===== DATA FOR PROCESSING
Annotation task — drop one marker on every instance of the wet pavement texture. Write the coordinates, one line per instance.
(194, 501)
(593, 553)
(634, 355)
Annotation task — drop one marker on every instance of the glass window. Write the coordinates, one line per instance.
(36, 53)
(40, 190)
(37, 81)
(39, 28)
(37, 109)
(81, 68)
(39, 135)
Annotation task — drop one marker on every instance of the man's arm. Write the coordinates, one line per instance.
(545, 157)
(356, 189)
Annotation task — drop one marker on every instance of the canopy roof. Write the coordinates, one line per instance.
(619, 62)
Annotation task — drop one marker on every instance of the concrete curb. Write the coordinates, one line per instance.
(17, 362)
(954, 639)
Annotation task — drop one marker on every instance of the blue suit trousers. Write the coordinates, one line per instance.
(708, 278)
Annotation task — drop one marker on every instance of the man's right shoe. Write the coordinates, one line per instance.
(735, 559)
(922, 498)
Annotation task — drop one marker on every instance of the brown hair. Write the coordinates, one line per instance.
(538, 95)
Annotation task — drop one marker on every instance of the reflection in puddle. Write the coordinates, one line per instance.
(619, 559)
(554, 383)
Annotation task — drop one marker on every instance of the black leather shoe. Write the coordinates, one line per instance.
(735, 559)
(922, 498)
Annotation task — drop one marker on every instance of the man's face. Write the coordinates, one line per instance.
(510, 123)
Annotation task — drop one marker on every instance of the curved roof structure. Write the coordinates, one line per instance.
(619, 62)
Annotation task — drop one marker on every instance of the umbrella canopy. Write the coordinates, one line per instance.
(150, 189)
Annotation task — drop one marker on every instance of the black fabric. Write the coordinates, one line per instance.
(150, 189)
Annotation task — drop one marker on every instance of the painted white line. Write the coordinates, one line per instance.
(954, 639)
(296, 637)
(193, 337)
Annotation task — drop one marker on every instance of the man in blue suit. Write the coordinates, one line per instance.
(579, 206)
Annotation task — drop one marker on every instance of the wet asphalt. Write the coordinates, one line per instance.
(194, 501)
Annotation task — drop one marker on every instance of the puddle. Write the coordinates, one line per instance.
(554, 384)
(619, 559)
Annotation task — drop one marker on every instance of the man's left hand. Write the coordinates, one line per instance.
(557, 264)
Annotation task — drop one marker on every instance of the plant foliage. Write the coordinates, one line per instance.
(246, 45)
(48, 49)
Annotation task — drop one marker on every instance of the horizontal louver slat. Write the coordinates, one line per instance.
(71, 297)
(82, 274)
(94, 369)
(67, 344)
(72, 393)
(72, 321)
==========
**EXERCISE DIRECTIONS**
Reproduce each record shown above without altering a single word.

**FINAL RESULT**
Annotation task — drop one marker on every instance of the wet pavement texture. Write the coordinates, one line per instance.
(194, 501)
(593, 553)
(634, 355)
Annotation task — drop one marker on every instance of the glass window. Write the coordinates, one line per instance.
(36, 53)
(40, 190)
(37, 81)
(39, 28)
(37, 109)
(81, 68)
(39, 135)
Annotation task — drop one marker on every instance of the man's arm. Write the coordinates, one line per instance.
(545, 157)
(356, 189)
Annotation task — drop one marker on every instance of the canopy roof. Write the coordinates, one line per instance.
(619, 62)
Annotation task — drop one marker on every instance of the concrete curb. Write the coordinates, one line per instance.
(17, 362)
(954, 639)
Annotation task — drop one marker on every instance of the blue suit trousers. Write the coordinates, one line per instance.
(708, 278)
Annotation task — drop one marker on every instance of the man's right shoe. Write the coordinates, one line per instance.
(735, 559)
(922, 498)
Annotation task — drop one marker on every instance of the brown hair. Write the coordinates, one line per instance.
(538, 95)
Annotation task — drop one marker on every instance of the reflection in puddle. Write the coordinates, one line per instance.
(619, 559)
(554, 383)
Annotation task — drop one marker on every instance of the black leather shoe. Write the coordinates, one line per instance.
(735, 559)
(922, 498)
Annotation task — drop one marker on every instance of the man's face. Write the coordinates, one line per instance.
(510, 123)
Annotation task — drop one marker on every instance of the curved roof structure. Write the coordinates, one line per instance.
(619, 62)
Annotation task — drop one marker on every instance of the umbrella canopy. Write the coordinates, one line per instance.
(150, 189)
Annotation task — drop one marker on every instance of the black fabric. Write the coordinates, one line per instance.
(150, 189)
Annotation task — drop one marker on every instance of the painted white line. Write the coordinates, one line per instance.
(954, 639)
(296, 637)
(193, 337)
Annotation task — drop one marker on every instance of the man in blue suit. Write the coordinates, one line per instance.
(579, 206)
Annotation task — drop one marker on every instance of the wet asphalt. Write the coordinates, one line per instance.
(194, 501)
Annotation task — drop one marker on every instance of the puddle. Write the coordinates, one line per instance.
(554, 384)
(619, 559)
Annotation task — drop one marker on every instance of the man's left hand. Write the coordinates, one line per instance.
(557, 264)
Annotation task — drop one marker on every instance of the plant foliage. Write the coordinates, one line per instance.
(246, 45)
(48, 49)
Annotation task — drop one marker on every instance of the horizontal louver slat. Write the coordinates, one line per instance.
(71, 297)
(82, 274)
(94, 369)
(67, 344)
(72, 393)
(72, 321)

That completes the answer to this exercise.